>>>
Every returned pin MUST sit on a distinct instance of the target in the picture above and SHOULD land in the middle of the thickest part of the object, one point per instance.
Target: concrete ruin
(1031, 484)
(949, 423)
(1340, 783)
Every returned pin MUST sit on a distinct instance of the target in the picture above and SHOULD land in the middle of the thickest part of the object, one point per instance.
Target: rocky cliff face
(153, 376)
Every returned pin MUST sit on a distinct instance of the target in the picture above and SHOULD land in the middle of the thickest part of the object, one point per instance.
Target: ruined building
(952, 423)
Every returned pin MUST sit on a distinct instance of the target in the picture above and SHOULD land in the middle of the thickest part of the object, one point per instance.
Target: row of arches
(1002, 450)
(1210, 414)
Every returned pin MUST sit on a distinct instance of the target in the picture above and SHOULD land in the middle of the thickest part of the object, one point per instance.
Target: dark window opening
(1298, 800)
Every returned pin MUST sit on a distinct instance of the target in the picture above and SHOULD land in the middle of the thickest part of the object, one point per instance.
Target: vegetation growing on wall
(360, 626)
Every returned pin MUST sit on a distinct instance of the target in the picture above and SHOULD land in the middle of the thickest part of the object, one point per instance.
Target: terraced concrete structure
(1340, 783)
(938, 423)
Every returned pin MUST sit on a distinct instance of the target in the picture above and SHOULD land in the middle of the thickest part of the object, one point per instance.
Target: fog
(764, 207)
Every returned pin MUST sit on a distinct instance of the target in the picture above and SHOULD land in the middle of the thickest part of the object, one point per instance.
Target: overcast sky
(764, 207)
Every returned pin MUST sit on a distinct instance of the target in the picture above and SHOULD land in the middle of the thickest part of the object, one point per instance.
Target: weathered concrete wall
<<<
• [Problem] Give the entries again in full, exactly as they are written.

• [Finished answer]
Every returned pin MUST sit on a distinct instance of the target in the picture above and SHOULD land in the middle of the thickest part of the object, one point per instance.
Target: concrete ruin
(1031, 484)
(949, 423)
(1340, 783)
Every returned pin MUST sit on a distinct instance of the target in the picture above and SHOULD land in the middle of the thickest part of the object, one point per instance.
Target: rocky cliff face
(153, 376)
Every returned pin MUST sit on a distinct instance of the target in the picture above and SHOULD land in the middle of the thickest part of the object, one point per instance.
Target: ruined building
(952, 423)
Every returned pin MUST sit on a distinct instance of the target in the picture above and SHOULD land in the middle of the thickest part of the object, one point per instance.
Target: row of arches
(1002, 450)
(1210, 414)
Every returned pin MUST sit on a distinct instance of the target in the picture above and SHOULD land in the middle of the thickest part of the object, one point per instance.
Target: dark window opening
(1298, 800)
Every returned pin MUST sit on a distinct instance of the target in the picture above and SHOULD land in the middle of the thickest part of the object, one point per instance.
Target: vegetation growing on wall
(360, 626)
Every returned pin MUST sit on a distinct instance of the target in the picture above and SHOULD land in the middle of the thickest part of the object, one point per instance.
Target: terraced concrete structure
(1340, 783)
(938, 423)
Every returned pin MUST sit on a distinct instance of the target in the picture above and SHOULD land in the middle of the thickest part of the object, one point per instance.
Target: fog
(764, 207)
Every returned pin MUST sit on a distinct instance of the target in the picture above and SHOULD land in the middle of the thickest part of the object, one point per instance.
Target: overcast sky
(764, 207)
Every returned pin MUST sit on a distinct instance of the target in the picture above and SHOULD land in the middle of the thickest part of the object, one point per instance.
Target: weathered concrete wall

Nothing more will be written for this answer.